Rewrite the data below with every instance of "wonderful" changed to "helpful" and everything else left as it is. Leave the pictures out of your version.
++++ Supplied records ++++
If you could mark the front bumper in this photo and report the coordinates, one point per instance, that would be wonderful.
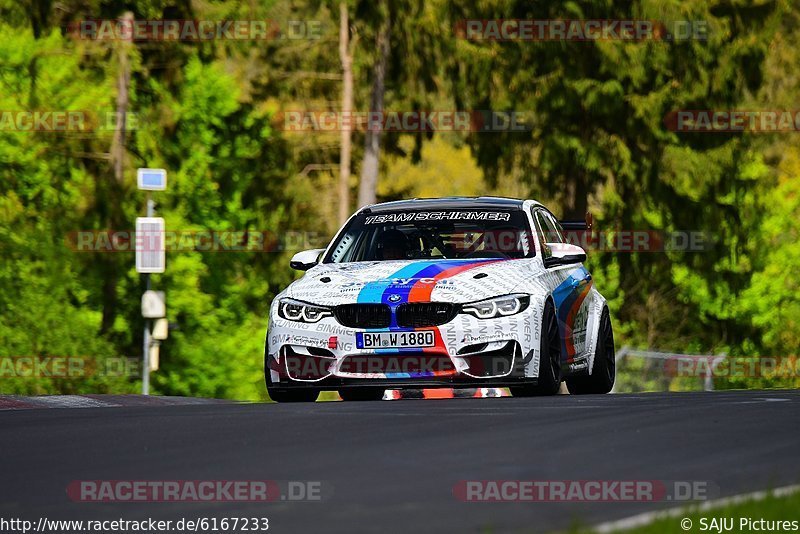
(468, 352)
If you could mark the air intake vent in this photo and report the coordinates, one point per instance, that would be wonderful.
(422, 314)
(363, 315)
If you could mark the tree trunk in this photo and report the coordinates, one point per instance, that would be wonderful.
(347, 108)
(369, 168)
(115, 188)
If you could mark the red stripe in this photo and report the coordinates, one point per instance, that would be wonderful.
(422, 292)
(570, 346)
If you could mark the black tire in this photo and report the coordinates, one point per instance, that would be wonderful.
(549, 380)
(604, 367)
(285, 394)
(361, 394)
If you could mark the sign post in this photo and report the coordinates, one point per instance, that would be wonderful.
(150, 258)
++++
### Answer for the task
If you could mark the front bumper in this photo and report the coordinates, one point per instance, that would be helpful.
(468, 352)
If you could mark the air intake vent in this photo and report the coordinates, one point per instance, that would be helpful.
(422, 314)
(363, 315)
If you could mark the tree trunk in this photo and report the coordinates, one point per instance, that would be helpful.
(347, 108)
(369, 168)
(115, 188)
If you could mark the red stripe in this photo and report the coordinates, one point per instance, that would be helpful.
(422, 292)
(570, 346)
If you could mark the black tire in this photo and report the coordinates, one point per instance, that would be helpful.
(549, 380)
(604, 367)
(285, 394)
(361, 394)
If you could mark the sign post in this photo and report the coordinates, one point per instance, that would be helpful.
(150, 258)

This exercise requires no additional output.